- _Stored data entries_
· · · · ·
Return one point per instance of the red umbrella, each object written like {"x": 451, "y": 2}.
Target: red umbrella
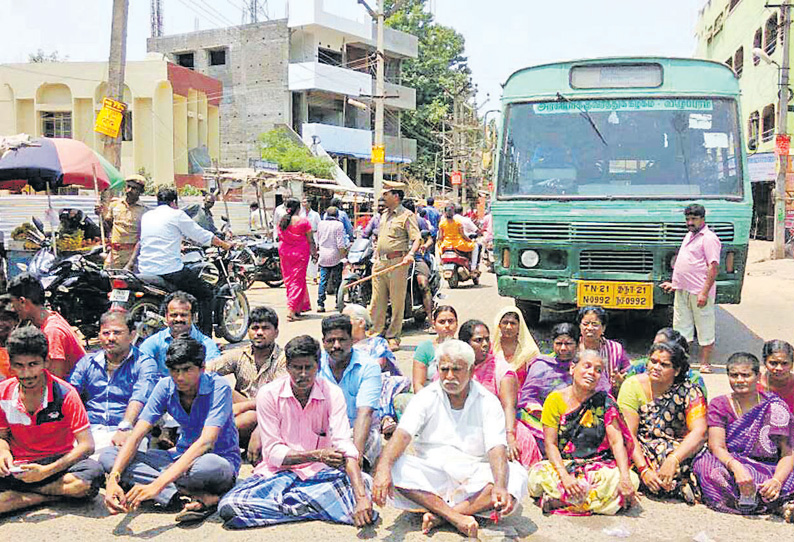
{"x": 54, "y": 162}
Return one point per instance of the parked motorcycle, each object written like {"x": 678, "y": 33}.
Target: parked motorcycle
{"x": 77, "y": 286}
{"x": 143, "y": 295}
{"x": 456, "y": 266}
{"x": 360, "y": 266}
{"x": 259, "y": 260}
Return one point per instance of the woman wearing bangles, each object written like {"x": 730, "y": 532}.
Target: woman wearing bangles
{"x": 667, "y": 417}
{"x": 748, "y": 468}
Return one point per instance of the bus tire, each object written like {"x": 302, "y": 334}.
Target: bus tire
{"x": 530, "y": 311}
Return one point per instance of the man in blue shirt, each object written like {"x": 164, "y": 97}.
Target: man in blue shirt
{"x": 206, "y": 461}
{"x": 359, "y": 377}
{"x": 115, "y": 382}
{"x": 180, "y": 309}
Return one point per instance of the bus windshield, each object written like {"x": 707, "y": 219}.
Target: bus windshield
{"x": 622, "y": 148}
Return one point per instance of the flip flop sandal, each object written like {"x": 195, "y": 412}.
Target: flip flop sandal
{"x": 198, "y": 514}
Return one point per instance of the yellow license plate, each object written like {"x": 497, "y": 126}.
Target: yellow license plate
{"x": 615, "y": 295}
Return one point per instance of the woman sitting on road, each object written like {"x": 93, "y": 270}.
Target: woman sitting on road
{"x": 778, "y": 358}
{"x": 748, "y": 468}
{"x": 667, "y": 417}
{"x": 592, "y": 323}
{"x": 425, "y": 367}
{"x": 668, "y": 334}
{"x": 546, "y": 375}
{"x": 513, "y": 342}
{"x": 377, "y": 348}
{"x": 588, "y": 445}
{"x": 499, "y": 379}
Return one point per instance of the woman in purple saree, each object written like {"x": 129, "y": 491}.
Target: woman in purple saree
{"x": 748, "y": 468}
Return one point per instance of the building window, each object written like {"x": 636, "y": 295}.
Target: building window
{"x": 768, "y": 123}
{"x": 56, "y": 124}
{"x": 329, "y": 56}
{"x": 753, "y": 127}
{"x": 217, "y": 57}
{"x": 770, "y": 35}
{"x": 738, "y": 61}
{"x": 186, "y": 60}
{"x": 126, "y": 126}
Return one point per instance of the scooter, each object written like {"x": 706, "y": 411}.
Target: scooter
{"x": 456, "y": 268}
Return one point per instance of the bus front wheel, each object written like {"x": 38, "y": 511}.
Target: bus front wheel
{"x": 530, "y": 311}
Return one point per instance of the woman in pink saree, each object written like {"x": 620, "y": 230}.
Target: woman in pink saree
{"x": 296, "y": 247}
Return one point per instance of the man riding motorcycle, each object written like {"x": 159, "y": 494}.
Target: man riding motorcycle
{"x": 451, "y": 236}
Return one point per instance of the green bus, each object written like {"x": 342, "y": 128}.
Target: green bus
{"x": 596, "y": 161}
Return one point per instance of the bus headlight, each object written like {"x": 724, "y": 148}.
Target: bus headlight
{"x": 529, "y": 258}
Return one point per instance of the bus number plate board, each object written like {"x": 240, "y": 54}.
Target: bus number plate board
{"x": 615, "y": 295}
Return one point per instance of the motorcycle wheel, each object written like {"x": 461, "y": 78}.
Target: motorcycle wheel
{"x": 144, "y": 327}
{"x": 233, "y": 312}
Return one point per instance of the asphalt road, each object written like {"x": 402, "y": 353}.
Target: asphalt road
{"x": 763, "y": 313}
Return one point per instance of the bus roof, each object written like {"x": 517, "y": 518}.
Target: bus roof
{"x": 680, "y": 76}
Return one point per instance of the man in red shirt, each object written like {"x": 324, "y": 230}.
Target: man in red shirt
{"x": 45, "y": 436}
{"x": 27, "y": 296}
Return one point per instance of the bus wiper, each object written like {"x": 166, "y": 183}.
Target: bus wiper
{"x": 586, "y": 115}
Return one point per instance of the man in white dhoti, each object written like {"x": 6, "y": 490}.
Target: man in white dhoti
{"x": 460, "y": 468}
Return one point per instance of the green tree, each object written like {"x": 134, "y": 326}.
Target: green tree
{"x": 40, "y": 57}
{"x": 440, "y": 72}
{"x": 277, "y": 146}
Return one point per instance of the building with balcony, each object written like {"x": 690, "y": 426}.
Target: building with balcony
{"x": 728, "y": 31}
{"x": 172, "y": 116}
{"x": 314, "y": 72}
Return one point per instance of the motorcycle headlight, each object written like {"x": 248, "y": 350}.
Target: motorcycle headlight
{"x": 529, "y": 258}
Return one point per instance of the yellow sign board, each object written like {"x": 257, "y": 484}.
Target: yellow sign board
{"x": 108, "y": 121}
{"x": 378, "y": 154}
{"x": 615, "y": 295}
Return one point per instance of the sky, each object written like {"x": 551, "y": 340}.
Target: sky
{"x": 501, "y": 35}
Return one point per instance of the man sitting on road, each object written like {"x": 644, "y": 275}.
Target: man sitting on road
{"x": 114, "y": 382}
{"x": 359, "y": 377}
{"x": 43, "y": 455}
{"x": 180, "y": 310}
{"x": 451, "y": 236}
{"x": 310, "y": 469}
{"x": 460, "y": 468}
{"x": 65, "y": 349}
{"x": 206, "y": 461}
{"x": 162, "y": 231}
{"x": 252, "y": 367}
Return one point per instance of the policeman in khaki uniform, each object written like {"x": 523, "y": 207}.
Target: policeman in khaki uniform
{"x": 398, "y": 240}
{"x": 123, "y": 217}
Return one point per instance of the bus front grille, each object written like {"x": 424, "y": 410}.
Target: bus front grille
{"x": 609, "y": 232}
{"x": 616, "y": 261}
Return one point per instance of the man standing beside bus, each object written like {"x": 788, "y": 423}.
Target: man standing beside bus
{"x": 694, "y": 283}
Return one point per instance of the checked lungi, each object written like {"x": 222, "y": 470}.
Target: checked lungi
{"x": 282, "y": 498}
· · · · ·
- _TASK BRIEF_
In the answer, include exactly the lines from the top of the entries through the line containing "Return one point per instance of the yellow license", and nothing else, not even the pictures.

- _ANSWER TO THIS TASK_
Return one point per instance of the red umbrella, each object written like {"x": 451, "y": 2}.
Target: red umbrella
{"x": 54, "y": 162}
Return one point per instance of the parked motorcycle, each object written like {"x": 678, "y": 33}.
Target: parked motorcycle
{"x": 77, "y": 286}
{"x": 143, "y": 295}
{"x": 456, "y": 266}
{"x": 360, "y": 266}
{"x": 259, "y": 260}
Return one point per instance of the woman wearing bangles, each object written like {"x": 730, "y": 532}.
Target: woman wearing bangles
{"x": 667, "y": 417}
{"x": 748, "y": 468}
Return one point per instance of the bus tire, each object written like {"x": 302, "y": 334}.
Target: bus tire
{"x": 530, "y": 311}
Return one point per instance of the man in blue shirt, each object written like {"x": 164, "y": 97}.
Target: man in blue shirt
{"x": 206, "y": 461}
{"x": 359, "y": 377}
{"x": 115, "y": 382}
{"x": 180, "y": 309}
Return one point per instance of the bus windshield, each object written like {"x": 707, "y": 219}.
Target: bus windshield
{"x": 622, "y": 148}
Return one point per instance of the flip flop sandal, each object written like {"x": 195, "y": 412}.
Target: flip flop sandal
{"x": 198, "y": 514}
Return one point per instance of the yellow license plate, each object written like {"x": 497, "y": 126}.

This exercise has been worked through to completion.